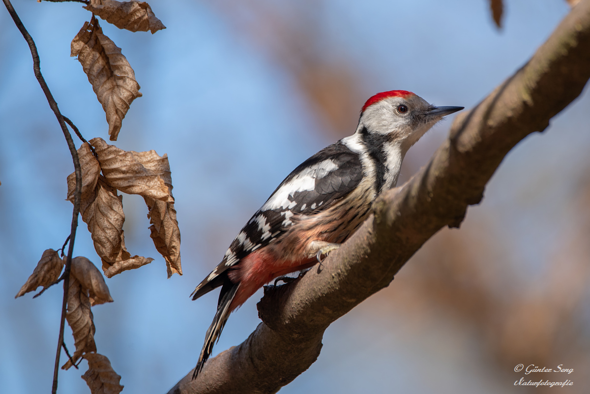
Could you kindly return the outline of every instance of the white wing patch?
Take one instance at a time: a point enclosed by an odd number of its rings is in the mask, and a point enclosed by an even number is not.
[[[306,168],[271,196],[260,210],[264,211],[268,209],[292,209],[297,205],[297,202],[289,199],[290,196],[293,198],[293,194],[297,192],[313,190],[316,186],[316,179],[321,179],[337,169],[338,166],[331,159]]]
[[[270,238],[270,225],[266,222],[266,218],[262,215],[256,216],[256,221],[258,224],[258,229],[262,231],[261,239],[264,241]]]
[[[290,226],[293,224],[293,222],[291,221],[291,218],[293,216],[294,214],[290,211],[286,211],[284,212],[281,212],[281,215],[285,216],[285,219],[283,221],[283,226],[286,227],[287,226]]]

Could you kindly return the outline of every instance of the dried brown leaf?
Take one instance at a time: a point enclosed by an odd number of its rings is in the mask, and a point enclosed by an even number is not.
[[[84,142],[78,149],[78,157],[82,170],[82,206],[86,206],[94,199],[94,189],[100,173],[100,165],[93,155],[90,145]],[[74,192],[76,191],[76,173],[68,175],[67,200],[74,203]]]
[[[121,122],[131,103],[140,97],[140,86],[131,65],[109,37],[103,34],[94,17],[71,42],[71,56],[77,56],[84,72],[106,113],[109,135],[117,140]]]
[[[82,220],[88,225],[94,249],[102,260],[103,271],[108,278],[153,260],[132,257],[127,251],[123,231],[125,214],[122,199],[123,196],[117,195],[117,189],[101,175],[96,185],[96,198],[82,214]]]
[[[70,288],[68,290],[68,309],[65,319],[71,327],[76,344],[76,352],[72,354],[72,360],[76,362],[83,354],[96,352],[94,343],[94,323],[92,311],[90,310],[90,300],[88,290],[82,287],[75,277],[70,277]],[[73,365],[68,360],[61,367],[69,369]]]
[[[141,152],[137,159],[148,169],[157,173],[166,183],[168,193],[172,195],[172,177],[170,171],[168,156],[164,153],[161,157],[153,150]],[[182,275],[181,265],[181,231],[176,220],[176,211],[173,202],[164,202],[149,197],[144,197],[150,219],[150,237],[156,249],[166,260],[169,278],[175,272]],[[173,201],[173,199],[172,199]]]
[[[119,384],[121,377],[111,366],[106,356],[97,353],[83,356],[88,360],[88,370],[82,375],[82,379],[90,388],[92,394],[119,394],[123,390]]]
[[[104,275],[107,278],[111,278],[117,274],[120,274],[124,271],[129,270],[135,270],[140,267],[149,264],[153,261],[151,257],[142,257],[142,256],[132,256],[126,249],[124,249],[124,241],[123,243],[123,249],[117,257],[116,261],[112,264],[108,265],[105,264],[105,261],[103,261],[103,270]]]
[[[109,145],[101,138],[93,139],[90,143],[99,156],[103,174],[111,185],[127,194],[174,201],[165,183],[171,179],[165,155],[160,157],[154,150],[126,152]]]
[[[34,291],[39,286],[45,288],[51,284],[60,277],[63,267],[64,263],[57,252],[53,249],[45,251],[33,273],[14,298],[18,298],[29,291]]]
[[[182,275],[181,265],[181,232],[174,204],[145,197],[149,212],[150,237],[156,249],[166,260],[168,277],[176,272]]]
[[[84,8],[120,29],[133,32],[149,30],[153,34],[166,28],[146,2],[91,0]]]
[[[86,257],[78,256],[72,259],[71,274],[80,283],[83,288],[88,290],[91,306],[113,302],[103,274]]]
[[[499,29],[502,27],[502,15],[504,13],[502,0],[490,0],[490,8],[491,9],[491,17]]]
[[[92,234],[96,252],[103,260],[114,262],[121,249],[121,237],[125,214],[123,196],[102,176],[96,185],[96,198],[82,213],[82,220]]]

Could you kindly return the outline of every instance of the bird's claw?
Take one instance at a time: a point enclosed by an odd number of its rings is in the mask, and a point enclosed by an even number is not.
[[[297,279],[297,278],[291,278],[291,277],[288,277],[286,275],[284,275],[282,277],[278,277],[278,278],[274,280],[274,285],[276,286],[277,283],[280,280],[283,281],[285,283],[290,283],[296,279]]]

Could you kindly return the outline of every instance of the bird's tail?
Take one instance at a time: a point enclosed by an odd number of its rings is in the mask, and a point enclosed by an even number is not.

_ _ _ _ _

= What the exercise asks =
Arrange every line of the listing above as a Markdown table with the columns Row and Text, numbering the rows in order and skipping blank lines. Leave the pictures out of the table.

= Written answer =
| Row | Text |
|---|---|
| 1 | Could you kindly return the outline of every instance of the white wing patch? |
| 2 | Take one instance at a time: a point enclosed by an odd number of its rings is in the mask, and a point enclosed by an even number is not. |
| 3 | [[[306,168],[271,196],[260,210],[264,211],[268,209],[292,209],[297,205],[297,202],[289,199],[290,196],[293,198],[293,194],[297,192],[313,190],[316,186],[316,179],[321,179],[337,169],[338,166],[331,159]]] |
| 4 | [[[270,238],[270,225],[266,222],[266,218],[262,215],[256,216],[256,221],[258,224],[258,229],[262,231],[261,239],[264,241]]] |
| 5 | [[[290,226],[293,224],[293,222],[291,221],[291,218],[293,216],[294,214],[290,211],[286,211],[284,212],[281,212],[281,215],[285,216],[285,219],[283,221],[283,226],[286,227],[287,226]]] |
| 6 | Could you kindly return the outline of every instance of the dried brown leaf? |
| 7 | Take one instance at a time: a point enclosed by an odd number of its rings is in the mask, and a point enclosed by an even number is not. |
| 8 | [[[84,142],[78,149],[78,157],[82,170],[82,206],[86,206],[94,199],[94,189],[100,173],[100,165],[93,155],[90,145]],[[74,192],[76,191],[76,173],[68,175],[67,200],[74,203]]] |
| 9 | [[[121,122],[131,103],[140,97],[140,86],[131,65],[109,37],[103,34],[94,17],[71,42],[71,56],[77,56],[84,72],[106,113],[109,135],[117,140]]] |
| 10 | [[[82,220],[88,225],[94,249],[102,260],[103,271],[108,278],[153,260],[132,257],[127,251],[123,231],[125,214],[122,199],[123,196],[117,195],[117,189],[101,175],[96,185],[96,198],[82,214]]] |
| 11 | [[[70,288],[68,290],[68,309],[65,319],[71,327],[76,344],[76,352],[72,354],[72,360],[76,362],[83,354],[96,352],[94,343],[94,323],[92,311],[90,310],[90,300],[88,290],[82,287],[75,277],[70,277]],[[73,365],[68,360],[61,367],[69,369]]] |
| 12 | [[[141,152],[137,159],[148,169],[157,173],[166,183],[168,193],[172,195],[172,177],[170,171],[168,156],[164,153],[161,157],[153,150]],[[182,275],[181,265],[181,231],[176,220],[176,211],[173,202],[164,202],[149,197],[144,197],[150,219],[150,237],[156,249],[166,260],[169,278],[175,272]],[[173,201],[173,199],[172,199]]] |
| 13 | [[[119,384],[121,377],[111,366],[106,356],[97,353],[83,356],[88,360],[88,370],[82,375],[82,379],[90,388],[92,394],[119,394],[123,390]]] |
| 14 | [[[104,275],[107,278],[111,278],[117,274],[120,274],[124,271],[129,270],[135,270],[140,267],[149,264],[153,261],[151,257],[142,257],[142,256],[132,256],[126,249],[124,249],[124,241],[123,243],[123,249],[117,257],[116,261],[112,264],[108,265],[105,264],[105,261],[103,261],[103,270]]] |
| 15 | [[[109,145],[101,138],[93,139],[90,143],[99,156],[103,174],[111,185],[127,194],[174,201],[165,183],[171,179],[165,155],[160,157],[154,150],[126,152]]] |
| 16 | [[[34,291],[39,286],[45,288],[51,284],[60,277],[63,267],[64,263],[57,252],[53,249],[45,251],[33,273],[14,298],[18,298],[29,291]]] |
| 17 | [[[182,275],[181,265],[181,232],[174,204],[145,197],[149,212],[150,237],[156,249],[166,260],[168,277],[176,272]]] |
| 18 | [[[84,8],[120,29],[133,32],[149,30],[153,34],[166,28],[146,2],[91,0]]] |
| 19 | [[[86,257],[78,256],[72,259],[71,274],[80,283],[83,288],[88,290],[91,306],[113,302],[103,274]]] |
| 20 | [[[499,29],[502,27],[502,15],[504,13],[502,0],[490,0],[490,8],[491,9],[491,17]]] |
| 21 | [[[92,234],[96,252],[103,260],[114,262],[121,249],[121,237],[125,214],[123,196],[102,176],[96,185],[96,198],[82,213],[82,220]]] |
| 22 | Could you kindly return the outline of every instance of the bird's claw? |
| 23 | Take one instance at a time: a point enclosed by an odd number of its rings is in the mask, and a point enclosed by an even number is not. |
| 24 | [[[297,279],[297,278],[291,278],[291,277],[288,277],[286,275],[284,275],[282,277],[278,277],[278,278],[274,280],[274,285],[276,286],[277,283],[280,280],[283,281],[285,283],[290,283],[296,279]]] |
| 25 | Could you kindly return the outline of every instance of the bird's tail? |
| 26 | Take one instance at a time: a point enclosed by an odd number of its rings is in the mask, and a point enclosed by an even number is not. |